Dataset entries:
────────────────────────────────────────

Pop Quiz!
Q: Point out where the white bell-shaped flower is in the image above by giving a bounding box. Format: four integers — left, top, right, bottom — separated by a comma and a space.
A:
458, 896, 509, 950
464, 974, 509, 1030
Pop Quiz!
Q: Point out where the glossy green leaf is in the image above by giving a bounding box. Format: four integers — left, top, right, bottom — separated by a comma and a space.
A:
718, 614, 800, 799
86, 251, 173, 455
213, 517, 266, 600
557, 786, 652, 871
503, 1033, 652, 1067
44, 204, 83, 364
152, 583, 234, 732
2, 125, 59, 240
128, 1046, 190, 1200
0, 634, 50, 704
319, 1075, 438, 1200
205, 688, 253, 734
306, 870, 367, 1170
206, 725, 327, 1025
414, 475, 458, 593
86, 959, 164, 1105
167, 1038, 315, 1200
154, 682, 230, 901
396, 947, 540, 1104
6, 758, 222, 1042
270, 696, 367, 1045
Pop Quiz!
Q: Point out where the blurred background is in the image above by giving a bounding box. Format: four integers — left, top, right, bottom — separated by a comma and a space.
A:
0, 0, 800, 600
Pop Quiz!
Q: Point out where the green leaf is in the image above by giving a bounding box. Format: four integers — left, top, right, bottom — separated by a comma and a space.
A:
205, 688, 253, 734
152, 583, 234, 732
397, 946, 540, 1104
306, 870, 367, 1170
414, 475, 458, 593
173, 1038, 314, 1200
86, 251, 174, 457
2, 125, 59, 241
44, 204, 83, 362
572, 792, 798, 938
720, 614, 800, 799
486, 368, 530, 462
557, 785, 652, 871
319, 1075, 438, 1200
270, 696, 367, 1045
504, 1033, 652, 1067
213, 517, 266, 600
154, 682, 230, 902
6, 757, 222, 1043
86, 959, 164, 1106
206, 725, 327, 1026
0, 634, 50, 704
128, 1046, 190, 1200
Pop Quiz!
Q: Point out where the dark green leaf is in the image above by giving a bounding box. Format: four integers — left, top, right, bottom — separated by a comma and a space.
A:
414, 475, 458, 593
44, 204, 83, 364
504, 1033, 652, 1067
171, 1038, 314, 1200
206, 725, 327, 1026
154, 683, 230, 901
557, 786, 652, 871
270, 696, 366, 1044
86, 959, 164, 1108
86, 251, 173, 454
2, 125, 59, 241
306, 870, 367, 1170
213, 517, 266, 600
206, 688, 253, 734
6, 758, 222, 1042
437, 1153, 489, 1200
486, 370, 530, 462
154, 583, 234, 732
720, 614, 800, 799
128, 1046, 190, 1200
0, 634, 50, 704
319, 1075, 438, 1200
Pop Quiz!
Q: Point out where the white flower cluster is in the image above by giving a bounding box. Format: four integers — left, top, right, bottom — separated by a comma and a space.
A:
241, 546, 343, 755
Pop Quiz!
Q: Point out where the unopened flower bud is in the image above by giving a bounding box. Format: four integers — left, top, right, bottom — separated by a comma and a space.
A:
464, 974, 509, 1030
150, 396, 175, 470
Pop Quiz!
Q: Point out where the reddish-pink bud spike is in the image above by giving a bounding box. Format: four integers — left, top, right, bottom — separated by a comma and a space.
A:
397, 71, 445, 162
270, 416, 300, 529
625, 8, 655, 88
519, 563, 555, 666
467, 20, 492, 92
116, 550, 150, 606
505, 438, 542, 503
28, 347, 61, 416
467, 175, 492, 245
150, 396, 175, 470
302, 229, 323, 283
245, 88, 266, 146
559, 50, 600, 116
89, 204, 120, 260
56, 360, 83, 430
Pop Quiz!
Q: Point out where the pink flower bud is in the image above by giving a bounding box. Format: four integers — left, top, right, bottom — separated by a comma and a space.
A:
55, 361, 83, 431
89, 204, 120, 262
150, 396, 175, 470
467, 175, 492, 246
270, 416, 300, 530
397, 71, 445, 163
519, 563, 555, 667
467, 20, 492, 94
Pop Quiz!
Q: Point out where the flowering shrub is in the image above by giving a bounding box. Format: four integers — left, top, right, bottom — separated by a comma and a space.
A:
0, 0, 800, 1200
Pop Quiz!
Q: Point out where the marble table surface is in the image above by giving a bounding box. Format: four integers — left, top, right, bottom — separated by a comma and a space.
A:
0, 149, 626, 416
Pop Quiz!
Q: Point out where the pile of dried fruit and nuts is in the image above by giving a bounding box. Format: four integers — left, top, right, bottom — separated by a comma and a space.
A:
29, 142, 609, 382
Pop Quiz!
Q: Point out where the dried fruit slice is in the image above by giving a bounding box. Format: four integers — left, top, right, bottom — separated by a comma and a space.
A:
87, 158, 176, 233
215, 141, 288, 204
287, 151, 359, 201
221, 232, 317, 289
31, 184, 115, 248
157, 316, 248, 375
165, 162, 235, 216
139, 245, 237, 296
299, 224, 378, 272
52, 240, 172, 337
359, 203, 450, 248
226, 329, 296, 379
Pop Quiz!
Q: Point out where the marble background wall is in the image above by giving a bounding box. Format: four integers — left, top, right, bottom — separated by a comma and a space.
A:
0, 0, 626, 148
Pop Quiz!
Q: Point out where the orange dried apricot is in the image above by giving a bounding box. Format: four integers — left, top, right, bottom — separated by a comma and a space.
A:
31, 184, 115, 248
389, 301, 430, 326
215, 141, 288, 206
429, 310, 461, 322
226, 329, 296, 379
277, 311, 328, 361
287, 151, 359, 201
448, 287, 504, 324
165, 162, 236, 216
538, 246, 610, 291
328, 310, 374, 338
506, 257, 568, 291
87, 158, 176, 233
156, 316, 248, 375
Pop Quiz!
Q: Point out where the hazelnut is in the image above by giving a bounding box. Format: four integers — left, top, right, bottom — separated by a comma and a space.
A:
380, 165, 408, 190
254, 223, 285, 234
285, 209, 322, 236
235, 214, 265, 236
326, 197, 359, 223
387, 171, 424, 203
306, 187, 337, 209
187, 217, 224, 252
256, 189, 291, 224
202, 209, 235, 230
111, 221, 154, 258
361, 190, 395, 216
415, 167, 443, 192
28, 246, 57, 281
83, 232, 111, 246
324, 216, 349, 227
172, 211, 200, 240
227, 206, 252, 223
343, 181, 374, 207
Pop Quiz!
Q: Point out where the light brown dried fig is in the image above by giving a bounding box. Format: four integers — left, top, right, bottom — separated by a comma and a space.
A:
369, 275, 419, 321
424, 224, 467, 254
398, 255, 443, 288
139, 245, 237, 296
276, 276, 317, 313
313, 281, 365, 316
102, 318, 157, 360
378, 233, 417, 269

────────────────────────────────────────

• EXERCISE INSTRUCTIONS
Retype the lines above word for word.

• EXERCISE ANSWER
Pop Quiz!
Q: Point out where the white bell-shaped flower is in the image above by giving a bounding box. Format: four integers — left, top, right, bottom — separated by a comma and a space.
A:
458, 896, 509, 950
464, 974, 509, 1030
Pop Quiz!
Q: Point out where the glossy green leaf is in the image above by giving a bounding box. Format: four integers — left, top, right, bottom — separated by a comma and a space.
A:
718, 614, 800, 799
86, 251, 173, 455
213, 517, 266, 600
557, 786, 652, 871
503, 1033, 652, 1067
44, 204, 83, 364
152, 583, 234, 732
2, 125, 59, 240
128, 1046, 190, 1200
0, 634, 50, 704
319, 1075, 438, 1200
205, 688, 253, 734
306, 870, 367, 1170
206, 725, 327, 1025
414, 475, 458, 593
86, 959, 164, 1105
167, 1038, 315, 1200
154, 682, 230, 901
396, 947, 540, 1104
6, 758, 222, 1042
270, 696, 367, 1045
Pop Quiz!
Q: Point out where the blurred background is in the image above by giving a bounding box. Format: four integers — left, top, right, bottom — separated by a comma and a space.
A:
0, 0, 800, 600
Pop Quiz!
Q: Point out where the green leaf is in the image above by giving a bounding box. Format: four integers — left, top, right, bottom — separated by a comma and a space.
A:
205, 688, 253, 734
152, 583, 234, 732
397, 946, 540, 1104
306, 870, 367, 1170
414, 475, 458, 593
173, 1038, 314, 1200
86, 251, 174, 457
2, 125, 59, 241
44, 204, 83, 362
572, 792, 798, 938
720, 614, 800, 799
486, 368, 530, 462
557, 785, 652, 871
319, 1075, 438, 1200
270, 696, 367, 1045
504, 1033, 652, 1067
213, 517, 266, 600
154, 682, 230, 902
6, 757, 222, 1043
86, 959, 164, 1106
206, 725, 327, 1026
0, 634, 50, 704
128, 1046, 190, 1200
Pop Quiz!
Q: Point out where the dark green leaf is in the image above by giving a bounding box. Format: four integers — left, top, right, bottom — separated by a comma and a space.
A:
414, 475, 458, 593
44, 204, 83, 364
504, 1033, 652, 1067
171, 1038, 314, 1200
206, 725, 327, 1026
154, 683, 230, 901
557, 786, 652, 871
270, 696, 366, 1044
86, 959, 164, 1108
86, 251, 173, 454
2, 125, 59, 241
306, 870, 367, 1170
213, 517, 266, 600
206, 688, 253, 734
6, 758, 222, 1042
437, 1153, 489, 1200
486, 370, 530, 462
154, 583, 234, 732
720, 614, 800, 799
128, 1046, 190, 1200
0, 634, 50, 704
319, 1075, 438, 1200
Pop Quiz!
Q: Point out where the white flower cluster is in the image above by giving a bounding box. Format: four integers — left, top, right, bottom — separated by a comma and a space.
A:
241, 546, 343, 755
Pop Quiz!
Q: Point out where the unopened flower bud is in the image above by giving a bounding box. Format: four integers — left, top, right, bottom — separated by a comma and a space.
A:
464, 974, 509, 1030
150, 396, 175, 470
Pop Quiz!
Q: Point out where the reddish-pink bud spike is in the image above by giving a bounding box. Format: four integers — left, top, right, bottom — separated by a comma and a space.
A:
397, 71, 445, 162
270, 416, 300, 529
625, 8, 655, 88
519, 563, 555, 666
467, 20, 492, 92
116, 550, 150, 606
505, 438, 542, 503
28, 347, 61, 416
467, 175, 492, 245
150, 396, 175, 470
302, 229, 323, 283
245, 88, 266, 146
559, 50, 600, 116
89, 204, 120, 260
56, 360, 83, 430
Pop Quiz!
Q: Point out where the pink flower bud is in the image above by giving a bounding box. Format: four integers — left, top, right, bottom — separated by a comma and a space.
A:
55, 361, 83, 431
89, 204, 120, 262
150, 396, 175, 470
467, 175, 492, 246
270, 416, 300, 530
397, 71, 445, 163
519, 563, 555, 667
467, 20, 492, 94
Pop Quiz!
Q: Point out where the flowering shrub is in the image above by giving a bounding box. Format: four integers — left, top, right, bottom — separated by a comma and a space.
A:
0, 0, 800, 1200
Pop Quiz!
Q: Point out where the marble table surface is in the image above by giving a bounding box. Format: four integers — left, top, right, bottom — separated by a comma and a space.
A:
0, 149, 626, 416
Pop Quiz!
Q: Point out where the pile of dried fruit and nuts is in the image above by giving a bounding box. Format: four integers — left, top, right, bottom — separated by a comma and a space.
A:
29, 142, 609, 382
Pop Quiz!
Q: Point out where the dried fruit slice is in the image above by giving a bounding box. Format: four integers — left, top, right, bottom — separated by a comma and a space.
A:
87, 158, 176, 233
215, 141, 288, 204
287, 151, 359, 201
221, 232, 317, 289
31, 184, 115, 248
157, 316, 248, 375
165, 162, 235, 216
139, 245, 237, 296
299, 224, 378, 272
52, 240, 172, 337
359, 203, 450, 248
226, 329, 296, 379
Pop Quiz!
Q: Point out where the marble background wall is in the image above by giving a bounding box. Format: four integers — left, top, right, bottom — separated by a comma and a space.
A:
0, 0, 626, 148
Pop Quiz!
Q: Point out where the orange dried apricot is in the image above by giving a bounding box. Format: four integers — left, top, right, bottom — separated by a comma and a space.
A:
31, 184, 115, 248
389, 301, 430, 326
215, 141, 288, 206
429, 310, 461, 322
226, 329, 296, 379
277, 311, 328, 361
287, 151, 359, 201
448, 287, 504, 324
165, 162, 236, 216
538, 246, 610, 291
328, 310, 374, 338
506, 257, 568, 291
87, 158, 176, 233
156, 316, 248, 375
Pop Quiz!
Q: Point out where the hazelnut is in the image above by giving a bounding box. Format: four integers — left, top, right, bottom — separated by a comma and a space.
A:
380, 165, 408, 190
254, 223, 285, 234
285, 209, 322, 236
235, 214, 265, 236
326, 197, 359, 223
387, 171, 424, 203
306, 187, 337, 209
187, 217, 224, 252
256, 189, 291, 224
202, 209, 235, 230
111, 221, 154, 258
361, 190, 395, 216
415, 167, 443, 192
28, 246, 57, 281
83, 232, 111, 246
324, 216, 349, 227
172, 211, 200, 240
227, 206, 252, 223
343, 181, 374, 207
Pop Quiz!
Q: Point out where the light brown dried fig is in the image above by giving a bounding box. Format: four integers — left, top, right, bottom — separated by a comma and a space.
A:
369, 275, 419, 321
424, 224, 467, 254
398, 255, 443, 288
139, 245, 237, 296
276, 276, 317, 313
313, 281, 365, 316
102, 318, 157, 360
378, 233, 417, 269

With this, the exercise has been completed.